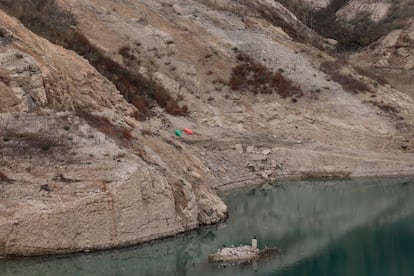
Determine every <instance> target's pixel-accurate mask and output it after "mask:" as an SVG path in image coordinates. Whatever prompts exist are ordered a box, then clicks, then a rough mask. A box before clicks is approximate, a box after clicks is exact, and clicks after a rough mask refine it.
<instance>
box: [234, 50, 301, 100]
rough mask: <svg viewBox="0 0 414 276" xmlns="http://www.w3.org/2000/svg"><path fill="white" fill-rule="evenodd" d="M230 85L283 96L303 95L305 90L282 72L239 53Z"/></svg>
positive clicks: (289, 96) (285, 96)
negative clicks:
+-------+
> [Task statement] Down to the last line, reproduce the material above exactly; skip its images.

> [Result]
Determine every <instance> target's pixel-accurate mask and output it after "mask:" as an SVG path in image coordinates. Whatever prompts exist are ordered a box, then clicks, then a rough mask. A box before clicks is approximate, a box after clicks is exact, and clicks after a rough mask refine it.
<instance>
box: [234, 50, 301, 100]
rough mask: <svg viewBox="0 0 414 276" xmlns="http://www.w3.org/2000/svg"><path fill="white" fill-rule="evenodd" d="M230 85L283 96L303 95L305 90L282 72L239 53Z"/></svg>
positive clicks: (289, 96) (285, 96)
negative clicks:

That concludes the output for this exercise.